═════ Record extracts ═════

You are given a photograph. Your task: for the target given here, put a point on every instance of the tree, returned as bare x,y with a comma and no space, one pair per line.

═════
═════ Record extracts ═════

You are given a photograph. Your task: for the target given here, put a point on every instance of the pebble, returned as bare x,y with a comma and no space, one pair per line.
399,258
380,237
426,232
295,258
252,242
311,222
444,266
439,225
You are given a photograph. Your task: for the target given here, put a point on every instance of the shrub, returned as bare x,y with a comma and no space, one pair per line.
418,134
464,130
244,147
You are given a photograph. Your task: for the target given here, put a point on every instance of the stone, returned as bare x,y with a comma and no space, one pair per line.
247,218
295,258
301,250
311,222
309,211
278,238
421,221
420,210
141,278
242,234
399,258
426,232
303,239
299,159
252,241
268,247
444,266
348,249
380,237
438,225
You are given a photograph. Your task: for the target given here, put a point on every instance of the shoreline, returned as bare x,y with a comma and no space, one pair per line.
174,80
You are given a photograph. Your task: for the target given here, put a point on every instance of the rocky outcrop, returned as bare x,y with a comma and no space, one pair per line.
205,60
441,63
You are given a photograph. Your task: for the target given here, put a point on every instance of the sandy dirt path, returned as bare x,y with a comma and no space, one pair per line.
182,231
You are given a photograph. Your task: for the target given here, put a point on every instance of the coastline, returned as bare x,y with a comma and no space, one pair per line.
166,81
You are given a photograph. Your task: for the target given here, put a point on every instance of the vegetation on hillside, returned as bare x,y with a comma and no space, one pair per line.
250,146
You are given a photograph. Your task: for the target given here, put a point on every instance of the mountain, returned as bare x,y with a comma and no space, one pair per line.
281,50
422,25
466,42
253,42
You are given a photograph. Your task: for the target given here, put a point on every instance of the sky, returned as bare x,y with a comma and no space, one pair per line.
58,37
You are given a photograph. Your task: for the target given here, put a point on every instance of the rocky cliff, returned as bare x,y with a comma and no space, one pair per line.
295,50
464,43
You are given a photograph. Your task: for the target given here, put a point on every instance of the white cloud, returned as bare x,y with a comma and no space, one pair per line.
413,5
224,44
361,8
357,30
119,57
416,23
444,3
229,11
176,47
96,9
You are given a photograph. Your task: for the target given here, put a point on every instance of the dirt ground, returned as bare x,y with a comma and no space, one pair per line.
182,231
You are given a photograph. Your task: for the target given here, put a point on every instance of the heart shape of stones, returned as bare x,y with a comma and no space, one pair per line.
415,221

═════

▶ _What the task requires_: Pull out every line of the material above that contains the word "rocky", and copy each one in full.

▶ _Exercise solution_:
You are given a photograph. Your task: for the target given here, put a point on every instance of the rocky outcrop, returned as bare x,y with a comma and no space, one pair per line.
You are given a photograph. Your task: for the target given here, put a point on every instance of the rocky cliff, returned as bare x,y with a comma and no space, one pair per line.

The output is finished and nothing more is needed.